> **PASSAGE SHOWN**:
----------

You don’t have to look too hard to find backing for the notion that some malpractice claims lack merit. A 2006 New England Journal of Medicine study reviewed a random sample of 1,452 claims from five malpractice insurers. Its authors found that 37 percent of these cases involved no errors, and 3 percent involved no verifiable injuries.

It’s also undeniable that defending against malpractice suits gets costly. Other research shows that providers and hospitals spent $81,000 to $107,000 (in 2008 dollars) to defend cases that went to verdict, on average. Even defending claims that were dropped, withdrawn or dismissed cost $15,000 per claim.

But it is not so clear that the best way to solve malpractice lawsuits is through changes focused on the legal system rather than the medical one.

The same 2006 N.E.J.M. study also found that, in many ways, the malpractice system works reasonably well. Most claims without errors or injuries didn’t result in payments, and most claims with errors did.

----------

Dataset excerpts
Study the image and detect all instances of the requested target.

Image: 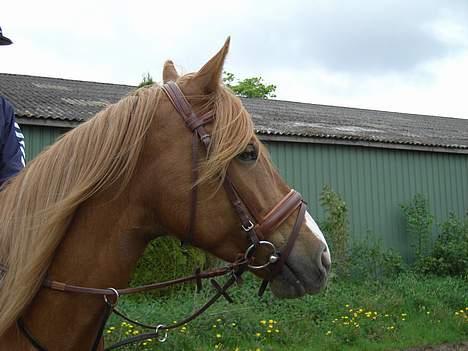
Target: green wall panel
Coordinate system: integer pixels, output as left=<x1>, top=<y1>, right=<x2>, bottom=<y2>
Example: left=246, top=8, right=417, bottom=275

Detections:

----------

> **REQUIRED ACTION 1**:
List every dollar amount that appears in the malpractice passage.
> **REQUIRED ACTION 2**:
Continue the malpractice passage, picking up after its final sentence.
These data have no connection to the malpractice passage.

> **EXPECTED ANSWER 1**:
$81,000, $107,000, $15,000

> **EXPECTED ANSWER 2**:
A study published last month in the American Journal of Health Economics explored the link between malpractice suits and metrics known as Patient Safety Indicators (P.S.I.). These indicators, developed and released by the Agency for Healthcare Research and Quality in 2003, are intended to quantify harmful events in the health care system. These events are thought to be preventable by changes at the level of the physician, the hospital or the system itself.

The study’s researchers combined a number of data sets from Florida and Texas to see how the rates of 17 indicators were related to malpractice claims for hospitals. Their hypothesis was straightforward: Patient Safety Indicators are a reasonable measure of safety; poor safety makes medical errors more likely; and medical errors lead to malpractice claims.

It turns out that hospitals differed quite broadly in P.S.I. rates. In Florida, among the larger hospitals, adverse events ranged from 55 to 390 per 10,000 discharges. The researchers also found a strong correlation between P.S.I. rates and the rates of malpractice claims.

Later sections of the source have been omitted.